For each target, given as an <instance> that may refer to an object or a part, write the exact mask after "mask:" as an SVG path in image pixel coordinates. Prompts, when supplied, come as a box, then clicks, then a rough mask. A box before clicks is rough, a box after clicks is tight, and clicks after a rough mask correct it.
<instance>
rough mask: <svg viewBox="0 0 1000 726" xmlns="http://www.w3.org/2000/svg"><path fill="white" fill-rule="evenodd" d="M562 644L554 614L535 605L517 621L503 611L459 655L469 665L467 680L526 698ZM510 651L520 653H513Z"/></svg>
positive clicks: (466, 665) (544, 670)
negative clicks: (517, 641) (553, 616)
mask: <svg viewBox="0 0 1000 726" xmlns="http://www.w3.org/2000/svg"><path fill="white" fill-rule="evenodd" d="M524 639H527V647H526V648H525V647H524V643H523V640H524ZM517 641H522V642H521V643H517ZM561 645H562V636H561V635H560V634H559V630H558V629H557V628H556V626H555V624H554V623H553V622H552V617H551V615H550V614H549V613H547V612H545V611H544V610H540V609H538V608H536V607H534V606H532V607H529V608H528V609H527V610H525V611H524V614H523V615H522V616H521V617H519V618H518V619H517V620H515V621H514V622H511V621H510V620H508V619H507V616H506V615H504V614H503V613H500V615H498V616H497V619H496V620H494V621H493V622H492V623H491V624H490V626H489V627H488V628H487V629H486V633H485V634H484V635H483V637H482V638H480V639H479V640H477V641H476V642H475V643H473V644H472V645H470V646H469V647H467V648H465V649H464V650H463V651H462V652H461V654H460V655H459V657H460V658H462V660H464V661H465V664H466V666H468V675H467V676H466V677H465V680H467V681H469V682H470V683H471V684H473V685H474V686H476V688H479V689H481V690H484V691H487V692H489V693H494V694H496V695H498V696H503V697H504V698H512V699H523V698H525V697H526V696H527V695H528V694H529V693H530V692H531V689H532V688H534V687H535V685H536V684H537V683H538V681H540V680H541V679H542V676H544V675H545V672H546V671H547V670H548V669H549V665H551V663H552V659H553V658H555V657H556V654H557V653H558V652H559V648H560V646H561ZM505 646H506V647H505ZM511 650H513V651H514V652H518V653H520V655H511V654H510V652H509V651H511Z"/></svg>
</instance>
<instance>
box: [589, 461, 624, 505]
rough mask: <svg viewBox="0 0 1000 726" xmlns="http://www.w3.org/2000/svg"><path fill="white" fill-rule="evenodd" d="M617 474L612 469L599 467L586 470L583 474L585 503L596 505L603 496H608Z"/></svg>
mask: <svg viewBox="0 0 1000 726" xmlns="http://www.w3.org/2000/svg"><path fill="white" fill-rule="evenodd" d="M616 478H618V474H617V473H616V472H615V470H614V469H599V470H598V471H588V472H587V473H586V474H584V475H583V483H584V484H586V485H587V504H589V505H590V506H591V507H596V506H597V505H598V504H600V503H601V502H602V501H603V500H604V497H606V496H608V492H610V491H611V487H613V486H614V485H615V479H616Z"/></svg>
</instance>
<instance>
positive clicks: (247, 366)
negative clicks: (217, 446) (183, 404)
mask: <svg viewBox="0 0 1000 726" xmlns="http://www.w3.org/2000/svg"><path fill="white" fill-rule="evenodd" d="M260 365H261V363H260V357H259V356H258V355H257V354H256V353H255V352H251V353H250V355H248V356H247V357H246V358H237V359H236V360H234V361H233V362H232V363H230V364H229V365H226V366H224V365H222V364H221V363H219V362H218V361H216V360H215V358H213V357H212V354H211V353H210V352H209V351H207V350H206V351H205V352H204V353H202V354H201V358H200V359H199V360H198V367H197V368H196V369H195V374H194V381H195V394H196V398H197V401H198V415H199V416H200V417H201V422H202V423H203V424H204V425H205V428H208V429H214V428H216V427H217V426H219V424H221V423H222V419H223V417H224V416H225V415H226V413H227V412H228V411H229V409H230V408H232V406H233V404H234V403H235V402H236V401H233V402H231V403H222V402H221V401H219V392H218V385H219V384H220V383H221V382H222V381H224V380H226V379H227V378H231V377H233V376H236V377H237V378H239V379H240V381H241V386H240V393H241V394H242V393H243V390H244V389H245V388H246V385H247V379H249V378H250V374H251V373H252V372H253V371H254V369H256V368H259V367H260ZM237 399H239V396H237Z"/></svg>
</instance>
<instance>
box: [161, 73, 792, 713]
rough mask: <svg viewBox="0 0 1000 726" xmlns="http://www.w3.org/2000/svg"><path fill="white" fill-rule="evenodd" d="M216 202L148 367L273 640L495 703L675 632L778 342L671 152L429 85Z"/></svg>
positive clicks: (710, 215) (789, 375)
════════════════
**Problem**. Every line above that holds "positive" should be copied out.

**Solution for this task**.
positive clicks: (466, 665) (544, 670)
positive clicks: (247, 366)
positive clicks: (710, 215) (789, 375)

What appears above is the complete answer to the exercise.